**EXERCISE INSTRUCTIONS**. The lines from the one with "of the presentation" through the last line below are to be copied exactly; no other lines are to be returned.

Records from a dataset:
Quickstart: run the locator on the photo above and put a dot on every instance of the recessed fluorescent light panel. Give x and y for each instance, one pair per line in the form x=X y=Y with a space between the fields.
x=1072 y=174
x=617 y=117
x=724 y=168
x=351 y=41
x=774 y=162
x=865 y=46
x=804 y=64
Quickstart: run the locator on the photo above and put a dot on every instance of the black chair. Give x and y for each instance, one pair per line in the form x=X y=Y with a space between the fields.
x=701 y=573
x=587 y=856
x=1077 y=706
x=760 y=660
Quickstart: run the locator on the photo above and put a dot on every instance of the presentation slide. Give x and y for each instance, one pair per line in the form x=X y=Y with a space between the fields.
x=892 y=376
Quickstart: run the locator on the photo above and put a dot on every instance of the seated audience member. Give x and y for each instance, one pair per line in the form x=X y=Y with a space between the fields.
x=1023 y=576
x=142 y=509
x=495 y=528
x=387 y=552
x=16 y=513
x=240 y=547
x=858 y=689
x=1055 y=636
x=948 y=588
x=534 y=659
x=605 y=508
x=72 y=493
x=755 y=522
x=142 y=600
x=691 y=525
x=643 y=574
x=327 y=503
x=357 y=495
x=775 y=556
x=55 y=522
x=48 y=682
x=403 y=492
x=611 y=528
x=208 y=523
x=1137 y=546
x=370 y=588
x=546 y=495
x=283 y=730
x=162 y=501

**RESPONSE BELOW**.
Quickstart: run the locator on the photo above and put a dot on every instance of the presentation slide. Give x and y for each instance, one pair per line in the form x=X y=Y with a space between the fields.
x=892 y=376
Quickstart: run the locator on the photo above and put a dot on every instance of the seated audience member. Give x and y for each instance, one pair per line in the form x=X y=Y with a space between the fields.
x=1023 y=576
x=142 y=509
x=495 y=528
x=387 y=552
x=16 y=513
x=240 y=547
x=858 y=689
x=1055 y=636
x=948 y=588
x=534 y=659
x=605 y=508
x=72 y=493
x=755 y=522
x=142 y=600
x=691 y=525
x=643 y=574
x=327 y=503
x=357 y=495
x=775 y=556
x=55 y=522
x=48 y=682
x=403 y=492
x=611 y=528
x=208 y=523
x=1137 y=546
x=370 y=588
x=546 y=495
x=283 y=730
x=162 y=501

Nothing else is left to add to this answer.